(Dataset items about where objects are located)
—————
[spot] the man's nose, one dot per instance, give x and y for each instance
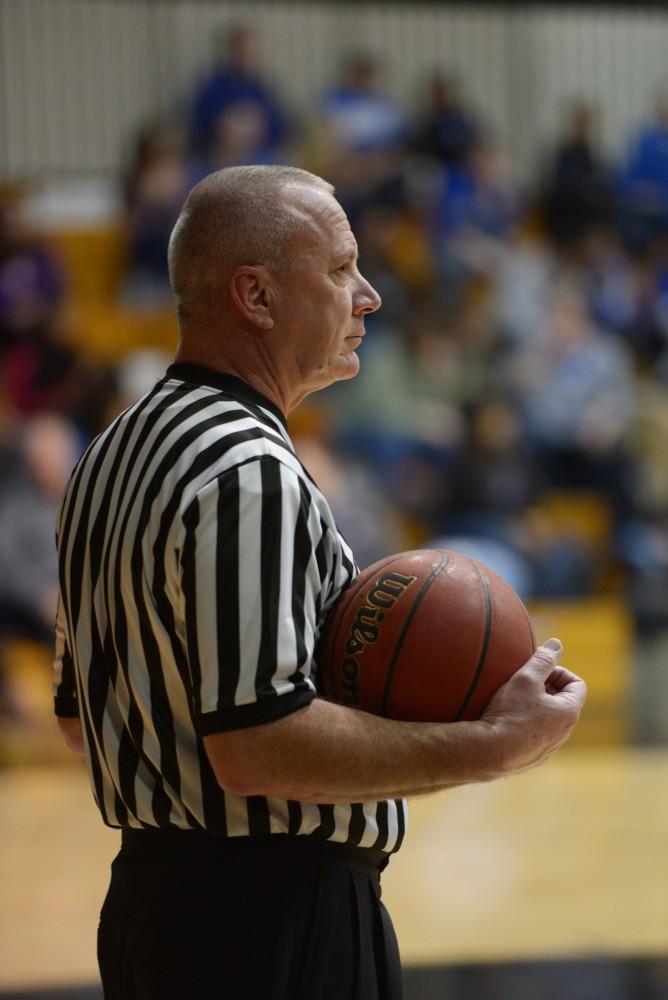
(366, 299)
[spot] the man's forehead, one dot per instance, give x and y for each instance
(321, 216)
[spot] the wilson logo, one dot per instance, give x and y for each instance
(365, 629)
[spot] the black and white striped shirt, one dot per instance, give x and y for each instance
(197, 561)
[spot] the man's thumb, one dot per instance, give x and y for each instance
(547, 655)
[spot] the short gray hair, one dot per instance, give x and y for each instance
(234, 216)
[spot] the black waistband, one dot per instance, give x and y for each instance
(273, 849)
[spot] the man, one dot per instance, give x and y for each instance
(197, 562)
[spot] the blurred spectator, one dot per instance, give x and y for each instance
(447, 130)
(478, 211)
(361, 116)
(645, 180)
(361, 133)
(579, 187)
(239, 80)
(47, 450)
(495, 487)
(32, 283)
(155, 189)
(235, 137)
(365, 515)
(576, 392)
(626, 295)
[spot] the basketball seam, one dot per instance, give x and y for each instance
(404, 629)
(330, 644)
(485, 645)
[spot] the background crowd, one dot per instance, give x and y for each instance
(518, 369)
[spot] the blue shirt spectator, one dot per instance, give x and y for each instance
(238, 81)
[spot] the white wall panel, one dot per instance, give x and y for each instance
(78, 77)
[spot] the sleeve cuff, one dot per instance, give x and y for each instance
(66, 706)
(241, 716)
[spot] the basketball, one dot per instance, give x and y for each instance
(426, 636)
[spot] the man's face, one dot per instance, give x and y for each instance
(323, 297)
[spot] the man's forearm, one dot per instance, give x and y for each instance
(328, 753)
(70, 727)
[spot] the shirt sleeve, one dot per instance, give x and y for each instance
(65, 698)
(251, 594)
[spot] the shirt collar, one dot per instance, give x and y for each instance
(184, 371)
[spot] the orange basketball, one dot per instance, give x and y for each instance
(426, 636)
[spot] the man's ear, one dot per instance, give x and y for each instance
(250, 291)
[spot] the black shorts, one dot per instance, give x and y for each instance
(193, 917)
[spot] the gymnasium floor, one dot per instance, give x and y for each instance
(552, 885)
(546, 886)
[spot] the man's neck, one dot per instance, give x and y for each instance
(252, 374)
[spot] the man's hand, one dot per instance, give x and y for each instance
(71, 730)
(534, 712)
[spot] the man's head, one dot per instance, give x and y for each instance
(264, 268)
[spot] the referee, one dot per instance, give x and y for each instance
(197, 561)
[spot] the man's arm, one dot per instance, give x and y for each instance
(65, 699)
(328, 753)
(72, 734)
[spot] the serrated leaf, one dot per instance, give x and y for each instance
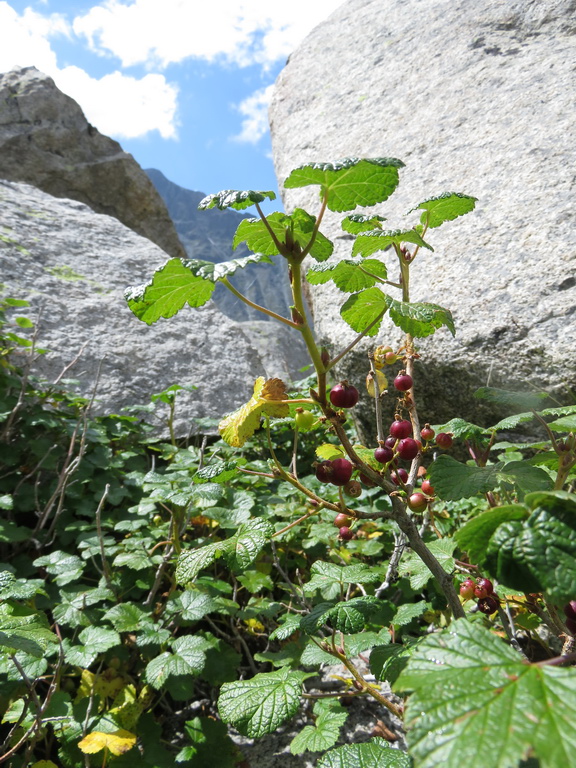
(521, 400)
(376, 240)
(349, 275)
(217, 472)
(259, 705)
(240, 425)
(445, 207)
(118, 742)
(349, 182)
(299, 226)
(172, 286)
(358, 222)
(475, 535)
(442, 549)
(363, 309)
(234, 198)
(453, 480)
(420, 319)
(475, 696)
(376, 753)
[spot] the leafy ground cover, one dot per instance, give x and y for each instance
(154, 594)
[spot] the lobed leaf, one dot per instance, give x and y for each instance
(259, 705)
(475, 696)
(233, 198)
(378, 240)
(349, 182)
(445, 207)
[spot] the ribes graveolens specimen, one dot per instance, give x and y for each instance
(345, 608)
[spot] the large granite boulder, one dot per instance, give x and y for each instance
(46, 141)
(475, 98)
(73, 265)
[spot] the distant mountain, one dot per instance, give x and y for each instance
(208, 235)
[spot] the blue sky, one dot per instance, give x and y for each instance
(183, 85)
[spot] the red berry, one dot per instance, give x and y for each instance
(408, 448)
(345, 533)
(488, 605)
(417, 502)
(353, 488)
(400, 429)
(399, 475)
(487, 585)
(383, 455)
(403, 382)
(324, 471)
(427, 433)
(344, 395)
(342, 520)
(341, 471)
(444, 440)
(427, 488)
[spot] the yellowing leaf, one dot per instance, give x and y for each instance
(238, 426)
(118, 742)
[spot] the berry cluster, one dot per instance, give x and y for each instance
(483, 590)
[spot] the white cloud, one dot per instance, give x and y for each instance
(255, 112)
(242, 32)
(117, 104)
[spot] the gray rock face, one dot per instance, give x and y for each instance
(73, 265)
(208, 235)
(45, 140)
(475, 98)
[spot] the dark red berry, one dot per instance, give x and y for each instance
(403, 382)
(399, 475)
(324, 471)
(400, 429)
(487, 585)
(353, 488)
(444, 440)
(467, 589)
(427, 488)
(341, 471)
(344, 395)
(488, 605)
(417, 502)
(383, 455)
(342, 520)
(408, 448)
(427, 433)
(345, 533)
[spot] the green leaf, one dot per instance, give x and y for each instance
(172, 286)
(474, 537)
(259, 705)
(453, 480)
(379, 240)
(521, 400)
(349, 182)
(349, 275)
(420, 319)
(364, 308)
(476, 697)
(376, 753)
(442, 549)
(445, 207)
(358, 222)
(324, 733)
(297, 228)
(238, 426)
(233, 198)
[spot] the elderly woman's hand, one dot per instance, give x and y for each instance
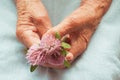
(33, 21)
(80, 26)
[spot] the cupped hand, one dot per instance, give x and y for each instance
(80, 26)
(33, 21)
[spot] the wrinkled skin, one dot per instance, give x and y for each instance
(33, 21)
(80, 25)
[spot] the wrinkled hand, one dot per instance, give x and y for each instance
(80, 26)
(33, 21)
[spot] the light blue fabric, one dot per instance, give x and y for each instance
(101, 61)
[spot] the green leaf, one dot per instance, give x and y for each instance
(32, 68)
(65, 45)
(57, 35)
(66, 64)
(64, 52)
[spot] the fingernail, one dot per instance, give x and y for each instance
(69, 57)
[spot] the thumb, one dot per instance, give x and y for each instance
(40, 16)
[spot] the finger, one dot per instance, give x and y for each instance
(40, 16)
(27, 35)
(79, 42)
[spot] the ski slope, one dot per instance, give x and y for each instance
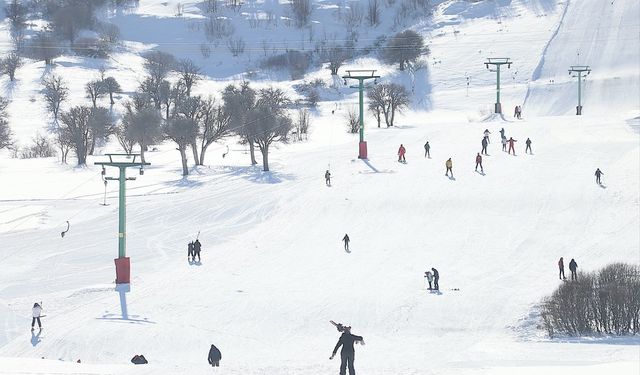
(274, 270)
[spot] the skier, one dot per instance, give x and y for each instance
(449, 165)
(486, 135)
(346, 240)
(511, 141)
(214, 356)
(598, 174)
(347, 353)
(561, 267)
(401, 152)
(429, 276)
(36, 313)
(436, 278)
(196, 250)
(573, 267)
(479, 162)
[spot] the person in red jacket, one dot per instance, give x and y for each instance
(479, 163)
(511, 141)
(401, 152)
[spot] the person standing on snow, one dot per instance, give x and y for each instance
(449, 165)
(479, 162)
(346, 240)
(598, 174)
(484, 146)
(401, 152)
(214, 356)
(347, 353)
(511, 141)
(561, 268)
(573, 267)
(429, 276)
(36, 313)
(436, 278)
—————
**WHAT IS BEING ASKED:**
Return every one of the items above unchanged, word for word, leaving the pictures out.

**SOLUTION TO THIS TASK:**
[spot] the man's nose, one dot per instance, give x and y for each instance
(366, 299)
[spot] the man's forehead, one dot per instance, give x and y for each instance
(321, 216)
[spot] the wilson logo, one dot per instance, give x and y for each instance
(365, 629)
[spot] the black and white striped shirt, one dot per instance, give x and y for each instance
(197, 561)
[spot] the man's thumb, one dot per instance, give x and y for each instance
(547, 655)
[spot] the short gray hair, one dot per instance, give x and y for each instance
(234, 216)
[spot] the black waistband, one dot per instance, give x and y for each instance
(273, 849)
[spot] the man, one dot per instance, give x and y for each instance
(197, 562)
[spot] the blurred spectator, one dot per instance, give x and y for each instance
(447, 130)
(478, 211)
(361, 116)
(645, 180)
(361, 133)
(579, 187)
(239, 80)
(47, 450)
(495, 487)
(32, 283)
(155, 189)
(235, 137)
(365, 515)
(576, 392)
(626, 295)
[spot] the basketball seam, one dot per instance, give x and y for each instance
(404, 629)
(330, 644)
(485, 645)
[spot] the background crowd, one dot per instance, give x and y for each instance
(518, 369)
[spot] the blue shirt spectator, one dot per instance, give x and y for each instance
(238, 81)
[spot] the white wall panel, one dot per instance, give x and y for each instance
(78, 77)
[spot] the sleeve cuff, one dot per instance, give x and y for each instance
(66, 706)
(241, 716)
[spot] the basketball, one dot per instance, give x and y for each instance
(426, 636)
[spot] the man's face, one dot per instance, give x and y for each instance
(323, 297)
[spot] the man's forearm, one dot per instance, give x and y for each instance
(328, 753)
(70, 727)
[spot] the shirt sleeve, one dot per instance, give x and y for each instance
(65, 698)
(251, 594)
[spot] the shirt collar, one dot per instance, give x and y for each instance
(184, 371)
[spot] the orange basketball, one dot per instance, give x and y for each instance
(426, 636)
[spot] the man's ear, one dot per instance, give x and y for each instance
(250, 291)
[spot] the black shorts, one dot per instance, give x and y for each instance
(193, 917)
[spot] the gymnasium floor, one dot per instance, give x and y for each instance
(552, 885)
(546, 886)
[spot] the man's neck, one dot per instance, give x and y for each instance
(252, 374)
[spot] the man's hand, one dot per instance, give x and y for each instance
(71, 730)
(534, 712)
[spot] the man's head, one dot per instance, give x and y for each instance
(264, 268)
[spot] the referee, one dot per instance, give x and y for each instance
(197, 561)
[spot] the man's arm, one dot per instance, give x and y for each instance
(65, 699)
(328, 753)
(72, 734)
[spot] the serrated leaf, one dot per instance, give x and y for each instance
(521, 400)
(376, 240)
(349, 275)
(217, 472)
(259, 705)
(240, 425)
(445, 207)
(118, 742)
(349, 182)
(299, 226)
(172, 286)
(358, 222)
(475, 535)
(442, 549)
(363, 309)
(234, 198)
(453, 480)
(420, 319)
(475, 696)
(376, 753)
[spot] the leafy ground cover, one dot per instance, give x and y for each instance
(154, 594)
[spot] the lobed leaf, one dot per instance, give x and y for each instance
(259, 705)
(475, 696)
(233, 198)
(378, 240)
(349, 182)
(445, 207)
[spot] the ribes graveolens specimen, one dot per instance, give x and y for each instance
(345, 608)
[spot] the large granite boulder, one dot per instance, give x and y for each instance
(46, 141)
(475, 98)
(73, 265)
[spot] the distant mountain, one dot per instance, give x and y for each instance
(208, 235)
[spot] the blue sky, one dot per instance, give x and y for each instance
(183, 85)
[spot] the red berry, one dot per instance, give x and y for each instance
(408, 448)
(345, 533)
(488, 605)
(417, 502)
(353, 488)
(400, 429)
(399, 475)
(487, 585)
(383, 455)
(403, 382)
(324, 471)
(427, 433)
(344, 395)
(342, 520)
(341, 471)
(444, 440)
(427, 488)
[spot] the yellowing leaf, one dot per instance, give x and y for each instance
(238, 426)
(118, 742)
[spot] the berry cluster, one dot per instance, give x and y for each instance
(483, 590)
[spot] the white cloud, one dot per instance, give x and y for each instance
(255, 112)
(242, 32)
(117, 104)
[spot] the gray rock face, one dot per instance, give x and y for each instance
(73, 265)
(208, 235)
(45, 140)
(475, 98)
[spot] the dark red berry, one dot per instance, give x and y for each instance
(403, 382)
(399, 475)
(324, 471)
(400, 429)
(487, 585)
(353, 488)
(444, 440)
(467, 589)
(427, 488)
(341, 471)
(344, 395)
(488, 605)
(417, 502)
(383, 455)
(342, 520)
(408, 448)
(427, 433)
(345, 533)
[spot] the green leaf, one dot per instance, give x and y for each instance
(172, 286)
(474, 537)
(259, 705)
(453, 480)
(379, 240)
(521, 400)
(349, 182)
(349, 275)
(420, 319)
(364, 308)
(476, 697)
(376, 753)
(442, 549)
(445, 207)
(358, 222)
(324, 733)
(297, 228)
(238, 426)
(233, 198)
[spot] the elderly woman's hand, one dot per instance, give x and y for each instance
(33, 21)
(80, 26)
[spot] the cupped hand, one dot per instance, give x and y for each instance
(80, 26)
(33, 21)
[spot] the wrinkled skin, one dot per instance, give x and y for each instance
(33, 21)
(80, 25)
[spot] the wrinkled hand, one dot per instance, give x and y for each instance
(80, 26)
(33, 21)
[spot] the light blue fabric, one dot per instance, give x and y for each instance
(101, 61)
[spot] the green leaf, one dot per instance, give x and y for each instance
(32, 68)
(65, 45)
(57, 35)
(66, 64)
(64, 52)
[spot] the fingernail, one dot per instance, give x and y for each instance
(69, 57)
[spot] the thumb, one dot per instance, give x and y for each instance
(40, 16)
[spot] the finger, one dot per instance, give x and y for each instance
(40, 16)
(27, 35)
(79, 42)
[spot] the ski slope, one dot per instance, give x and y for each instance
(274, 270)
[spot] the skier, one dot per instance, give x and y for each instance
(449, 165)
(486, 135)
(346, 240)
(511, 141)
(214, 356)
(598, 174)
(347, 353)
(561, 267)
(401, 152)
(429, 276)
(36, 313)
(436, 278)
(196, 250)
(573, 267)
(479, 162)
[spot] the person in red jacket, one dot per instance, give x and y for each instance
(479, 163)
(511, 141)
(401, 152)
[spot] the person standing on snow, one dot per instance, give x and y for each instance
(449, 165)
(479, 162)
(346, 240)
(598, 174)
(484, 146)
(401, 152)
(214, 356)
(347, 353)
(511, 141)
(561, 268)
(573, 267)
(429, 276)
(36, 313)
(436, 278)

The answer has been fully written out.